Requirement >>
Up to and including the line with "on hillside in this photo.", please reproduce the lines below exactly, beginning with the first.

Data supplied >>
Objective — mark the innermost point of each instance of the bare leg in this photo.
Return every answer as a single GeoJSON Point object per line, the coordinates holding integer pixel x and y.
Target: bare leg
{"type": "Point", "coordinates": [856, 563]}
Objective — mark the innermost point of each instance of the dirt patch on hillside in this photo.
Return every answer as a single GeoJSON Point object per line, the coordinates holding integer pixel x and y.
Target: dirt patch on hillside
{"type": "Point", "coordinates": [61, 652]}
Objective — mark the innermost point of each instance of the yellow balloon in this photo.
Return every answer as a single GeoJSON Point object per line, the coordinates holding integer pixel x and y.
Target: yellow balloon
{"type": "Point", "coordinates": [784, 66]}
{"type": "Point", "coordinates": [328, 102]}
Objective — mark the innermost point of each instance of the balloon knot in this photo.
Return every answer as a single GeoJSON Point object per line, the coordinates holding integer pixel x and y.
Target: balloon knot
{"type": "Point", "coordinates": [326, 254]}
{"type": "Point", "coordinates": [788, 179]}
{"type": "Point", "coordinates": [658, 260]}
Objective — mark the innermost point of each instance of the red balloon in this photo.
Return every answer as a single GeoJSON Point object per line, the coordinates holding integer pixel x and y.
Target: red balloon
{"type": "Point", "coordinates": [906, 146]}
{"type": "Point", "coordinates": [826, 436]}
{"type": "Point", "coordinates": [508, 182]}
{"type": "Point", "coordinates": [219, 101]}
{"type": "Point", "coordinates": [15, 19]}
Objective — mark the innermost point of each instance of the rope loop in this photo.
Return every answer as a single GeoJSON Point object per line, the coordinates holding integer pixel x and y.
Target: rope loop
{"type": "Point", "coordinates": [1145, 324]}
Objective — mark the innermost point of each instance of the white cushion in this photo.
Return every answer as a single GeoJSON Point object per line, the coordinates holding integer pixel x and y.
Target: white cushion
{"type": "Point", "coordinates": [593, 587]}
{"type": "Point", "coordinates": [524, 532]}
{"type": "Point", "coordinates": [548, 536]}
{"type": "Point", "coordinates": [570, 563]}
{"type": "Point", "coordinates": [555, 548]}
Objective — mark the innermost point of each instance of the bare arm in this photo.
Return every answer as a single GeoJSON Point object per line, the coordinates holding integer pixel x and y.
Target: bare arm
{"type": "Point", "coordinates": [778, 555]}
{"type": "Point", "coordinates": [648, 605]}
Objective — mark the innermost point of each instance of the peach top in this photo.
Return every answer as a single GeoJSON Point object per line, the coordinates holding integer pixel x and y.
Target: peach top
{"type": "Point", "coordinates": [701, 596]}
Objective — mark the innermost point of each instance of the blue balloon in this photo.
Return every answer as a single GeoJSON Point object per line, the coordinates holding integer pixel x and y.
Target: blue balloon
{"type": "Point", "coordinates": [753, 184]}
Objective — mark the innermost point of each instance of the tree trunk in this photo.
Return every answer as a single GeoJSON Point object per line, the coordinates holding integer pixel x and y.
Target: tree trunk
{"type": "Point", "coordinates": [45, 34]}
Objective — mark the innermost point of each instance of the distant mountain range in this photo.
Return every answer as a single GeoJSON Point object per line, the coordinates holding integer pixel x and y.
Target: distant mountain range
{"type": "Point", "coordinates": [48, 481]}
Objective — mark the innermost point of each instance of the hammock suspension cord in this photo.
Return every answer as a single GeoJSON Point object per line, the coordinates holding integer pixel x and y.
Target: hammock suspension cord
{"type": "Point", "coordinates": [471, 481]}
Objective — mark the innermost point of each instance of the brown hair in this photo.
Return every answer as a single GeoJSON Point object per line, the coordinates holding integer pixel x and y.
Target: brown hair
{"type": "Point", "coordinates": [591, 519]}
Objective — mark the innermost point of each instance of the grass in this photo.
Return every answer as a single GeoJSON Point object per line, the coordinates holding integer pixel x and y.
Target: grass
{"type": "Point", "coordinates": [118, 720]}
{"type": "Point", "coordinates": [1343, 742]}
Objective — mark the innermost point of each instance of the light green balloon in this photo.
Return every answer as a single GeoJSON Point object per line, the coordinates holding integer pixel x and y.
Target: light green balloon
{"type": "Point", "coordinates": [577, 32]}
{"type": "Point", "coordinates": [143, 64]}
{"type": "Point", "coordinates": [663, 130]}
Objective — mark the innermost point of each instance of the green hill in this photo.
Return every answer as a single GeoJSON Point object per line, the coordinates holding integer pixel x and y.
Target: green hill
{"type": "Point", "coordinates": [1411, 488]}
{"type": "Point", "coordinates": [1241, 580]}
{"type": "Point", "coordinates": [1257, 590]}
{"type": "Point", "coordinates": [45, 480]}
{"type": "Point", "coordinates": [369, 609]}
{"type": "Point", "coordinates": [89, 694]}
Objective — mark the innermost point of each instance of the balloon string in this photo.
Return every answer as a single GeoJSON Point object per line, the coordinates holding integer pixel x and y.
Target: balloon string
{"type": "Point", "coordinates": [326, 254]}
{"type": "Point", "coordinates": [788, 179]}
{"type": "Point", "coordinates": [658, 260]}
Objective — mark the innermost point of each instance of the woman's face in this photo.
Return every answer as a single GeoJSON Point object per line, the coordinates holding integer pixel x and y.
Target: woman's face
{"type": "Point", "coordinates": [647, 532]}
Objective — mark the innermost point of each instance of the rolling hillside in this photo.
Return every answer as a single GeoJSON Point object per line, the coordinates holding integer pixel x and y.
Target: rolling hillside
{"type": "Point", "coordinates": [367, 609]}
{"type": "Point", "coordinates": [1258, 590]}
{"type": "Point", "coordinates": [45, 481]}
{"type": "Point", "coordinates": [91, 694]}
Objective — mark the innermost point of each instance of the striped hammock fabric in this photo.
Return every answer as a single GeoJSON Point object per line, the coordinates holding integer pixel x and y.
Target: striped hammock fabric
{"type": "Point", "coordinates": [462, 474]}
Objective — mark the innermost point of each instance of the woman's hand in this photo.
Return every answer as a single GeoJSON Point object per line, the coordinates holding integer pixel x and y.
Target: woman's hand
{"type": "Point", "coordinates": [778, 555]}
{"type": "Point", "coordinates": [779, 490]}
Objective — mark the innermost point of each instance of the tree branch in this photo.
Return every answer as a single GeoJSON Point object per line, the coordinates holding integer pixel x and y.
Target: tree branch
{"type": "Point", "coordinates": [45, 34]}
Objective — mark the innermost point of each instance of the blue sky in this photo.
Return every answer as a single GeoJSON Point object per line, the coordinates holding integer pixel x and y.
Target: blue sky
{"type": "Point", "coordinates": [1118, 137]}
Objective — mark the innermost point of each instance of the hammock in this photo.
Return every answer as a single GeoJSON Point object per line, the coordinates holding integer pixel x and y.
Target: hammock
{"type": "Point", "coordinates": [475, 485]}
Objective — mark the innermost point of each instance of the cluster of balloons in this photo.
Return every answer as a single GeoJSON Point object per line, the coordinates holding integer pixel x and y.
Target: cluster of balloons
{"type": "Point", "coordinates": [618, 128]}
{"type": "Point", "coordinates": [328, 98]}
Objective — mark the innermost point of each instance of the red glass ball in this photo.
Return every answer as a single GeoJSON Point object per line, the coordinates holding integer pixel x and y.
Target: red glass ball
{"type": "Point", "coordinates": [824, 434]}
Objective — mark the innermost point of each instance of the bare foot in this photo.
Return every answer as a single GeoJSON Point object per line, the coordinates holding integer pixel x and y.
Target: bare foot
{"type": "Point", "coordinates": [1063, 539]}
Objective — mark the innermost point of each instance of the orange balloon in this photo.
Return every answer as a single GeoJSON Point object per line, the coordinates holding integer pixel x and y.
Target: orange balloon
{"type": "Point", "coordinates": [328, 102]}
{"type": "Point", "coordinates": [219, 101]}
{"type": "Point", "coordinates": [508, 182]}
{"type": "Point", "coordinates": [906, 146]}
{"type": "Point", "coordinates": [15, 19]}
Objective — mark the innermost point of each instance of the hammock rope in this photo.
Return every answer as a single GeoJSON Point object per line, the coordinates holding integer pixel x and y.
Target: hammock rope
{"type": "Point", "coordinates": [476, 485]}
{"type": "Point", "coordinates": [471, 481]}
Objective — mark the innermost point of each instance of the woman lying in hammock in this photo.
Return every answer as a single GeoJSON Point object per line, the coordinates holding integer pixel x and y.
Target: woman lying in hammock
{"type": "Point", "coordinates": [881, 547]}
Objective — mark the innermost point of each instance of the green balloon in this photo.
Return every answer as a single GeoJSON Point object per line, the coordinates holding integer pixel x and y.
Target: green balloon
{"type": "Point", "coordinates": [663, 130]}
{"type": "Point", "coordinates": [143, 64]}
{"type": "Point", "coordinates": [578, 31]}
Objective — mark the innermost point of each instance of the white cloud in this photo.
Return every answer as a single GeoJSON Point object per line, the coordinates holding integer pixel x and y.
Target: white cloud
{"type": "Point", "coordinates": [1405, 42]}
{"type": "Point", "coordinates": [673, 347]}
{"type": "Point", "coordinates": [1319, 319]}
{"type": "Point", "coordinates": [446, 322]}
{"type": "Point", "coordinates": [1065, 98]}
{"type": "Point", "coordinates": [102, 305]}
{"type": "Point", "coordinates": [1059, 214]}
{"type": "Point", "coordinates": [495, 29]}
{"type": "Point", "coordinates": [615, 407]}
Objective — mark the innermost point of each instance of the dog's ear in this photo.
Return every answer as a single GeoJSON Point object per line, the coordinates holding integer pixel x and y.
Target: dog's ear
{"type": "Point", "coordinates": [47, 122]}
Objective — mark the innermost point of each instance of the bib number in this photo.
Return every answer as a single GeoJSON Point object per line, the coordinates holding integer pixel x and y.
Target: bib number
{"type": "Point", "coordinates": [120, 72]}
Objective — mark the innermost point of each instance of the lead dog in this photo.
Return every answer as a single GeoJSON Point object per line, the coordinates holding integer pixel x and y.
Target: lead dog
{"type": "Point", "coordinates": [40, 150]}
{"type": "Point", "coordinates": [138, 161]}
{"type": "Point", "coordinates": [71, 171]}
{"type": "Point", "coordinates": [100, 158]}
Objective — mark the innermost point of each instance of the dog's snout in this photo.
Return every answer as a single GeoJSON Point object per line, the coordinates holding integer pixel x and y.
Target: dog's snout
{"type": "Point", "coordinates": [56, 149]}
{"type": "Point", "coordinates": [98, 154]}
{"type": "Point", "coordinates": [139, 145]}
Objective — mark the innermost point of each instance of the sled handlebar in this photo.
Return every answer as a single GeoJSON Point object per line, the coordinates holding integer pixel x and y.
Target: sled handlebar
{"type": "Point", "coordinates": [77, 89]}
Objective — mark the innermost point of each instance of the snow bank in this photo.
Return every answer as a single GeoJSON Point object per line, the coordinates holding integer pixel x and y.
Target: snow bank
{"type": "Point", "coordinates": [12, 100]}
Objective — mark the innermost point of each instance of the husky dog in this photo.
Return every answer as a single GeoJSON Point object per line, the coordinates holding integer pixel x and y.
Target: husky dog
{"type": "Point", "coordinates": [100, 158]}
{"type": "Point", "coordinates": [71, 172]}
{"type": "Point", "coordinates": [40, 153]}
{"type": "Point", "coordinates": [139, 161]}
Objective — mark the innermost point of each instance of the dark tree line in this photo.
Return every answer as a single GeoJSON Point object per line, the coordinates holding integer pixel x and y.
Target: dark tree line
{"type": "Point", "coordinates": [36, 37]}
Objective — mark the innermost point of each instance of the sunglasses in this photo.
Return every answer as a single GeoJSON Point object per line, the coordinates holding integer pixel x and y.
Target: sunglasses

Finished task >>
Objective — mark the innermost point of each instance of the bare leg in this photo.
Return every answer as a single GeoJSON Point object per line, the coordinates holding integer pixel x and y.
Target: bare leg
{"type": "Point", "coordinates": [856, 563]}
Objective — mark the innermost point of each instance of the dirt patch on hillside in this photo.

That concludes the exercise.